_Listed records_.
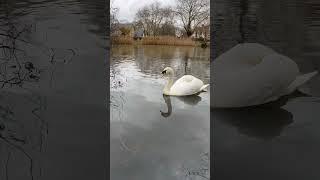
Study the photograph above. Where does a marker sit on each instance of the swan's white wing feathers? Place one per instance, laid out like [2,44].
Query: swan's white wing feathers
[300,80]
[186,85]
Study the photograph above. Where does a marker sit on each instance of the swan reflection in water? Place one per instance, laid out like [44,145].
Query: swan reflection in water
[191,100]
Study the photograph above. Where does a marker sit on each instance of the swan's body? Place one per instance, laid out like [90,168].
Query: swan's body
[252,74]
[186,85]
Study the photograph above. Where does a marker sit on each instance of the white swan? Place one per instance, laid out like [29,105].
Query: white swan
[252,74]
[186,85]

_What this task involves_. Rewrite all of the lines above with "photograph" replaced by "image" and nothing else changed. Leave the picture out.

_Completed task_.
Study the image above. Where does a marker sit on each instance of the swan's white wing feathers? Place one per instance, laid out like [2,44].
Query: swan's white wing feathers
[300,80]
[186,85]
Study the image above. Where does a marker sit on each instance of the swan reflection in water? Place one per instance, laid out like [44,145].
Query: swan reflection in water
[191,100]
Study the image above. Where does a marker sit on each instance of the swan's body? Place one per instance, laid out like [90,168].
Query: swan's body
[252,74]
[186,85]
Study the image above. Where does a marker sit on each instance of the white swan? Place one per instance, laid out like [29,105].
Query: white swan
[252,74]
[186,85]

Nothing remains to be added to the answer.